Work to be completed — Collect every line in the records below that contains the string "pedestal", treating uppercase and lowercase as different.

Input rows —
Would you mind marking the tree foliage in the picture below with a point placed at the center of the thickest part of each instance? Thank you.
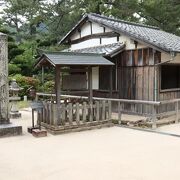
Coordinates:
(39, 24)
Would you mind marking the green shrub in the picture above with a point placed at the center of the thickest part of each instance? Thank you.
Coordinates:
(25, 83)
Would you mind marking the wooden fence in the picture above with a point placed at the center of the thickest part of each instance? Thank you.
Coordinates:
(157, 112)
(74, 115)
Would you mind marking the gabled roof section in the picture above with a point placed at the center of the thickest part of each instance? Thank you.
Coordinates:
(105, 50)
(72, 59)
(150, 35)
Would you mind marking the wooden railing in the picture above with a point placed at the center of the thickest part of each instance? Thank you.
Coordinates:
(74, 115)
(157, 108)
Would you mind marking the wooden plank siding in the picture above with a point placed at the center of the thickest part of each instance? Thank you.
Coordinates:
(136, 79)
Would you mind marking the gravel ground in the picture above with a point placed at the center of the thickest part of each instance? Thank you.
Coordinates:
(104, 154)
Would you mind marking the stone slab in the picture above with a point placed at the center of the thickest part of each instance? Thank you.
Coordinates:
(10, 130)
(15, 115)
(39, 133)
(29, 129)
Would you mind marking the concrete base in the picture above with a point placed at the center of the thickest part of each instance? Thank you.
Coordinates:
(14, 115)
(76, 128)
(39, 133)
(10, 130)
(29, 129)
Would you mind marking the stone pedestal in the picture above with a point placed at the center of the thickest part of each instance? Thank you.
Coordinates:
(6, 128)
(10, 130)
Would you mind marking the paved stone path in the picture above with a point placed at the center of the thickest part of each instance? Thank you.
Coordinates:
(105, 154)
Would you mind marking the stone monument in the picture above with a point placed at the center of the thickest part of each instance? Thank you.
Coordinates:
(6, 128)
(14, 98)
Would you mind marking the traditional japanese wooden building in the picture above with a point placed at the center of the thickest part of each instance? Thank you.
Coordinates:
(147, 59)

---

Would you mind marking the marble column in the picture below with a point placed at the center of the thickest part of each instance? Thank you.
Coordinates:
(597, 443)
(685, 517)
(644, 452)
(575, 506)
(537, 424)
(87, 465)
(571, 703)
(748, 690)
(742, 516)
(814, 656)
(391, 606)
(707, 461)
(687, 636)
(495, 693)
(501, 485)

...

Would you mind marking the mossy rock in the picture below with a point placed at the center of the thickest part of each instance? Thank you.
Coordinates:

The solution —
Would you mind marking the stone pedestal in the picture above with a point placed at the center of the thickest part of each instance? Thank you.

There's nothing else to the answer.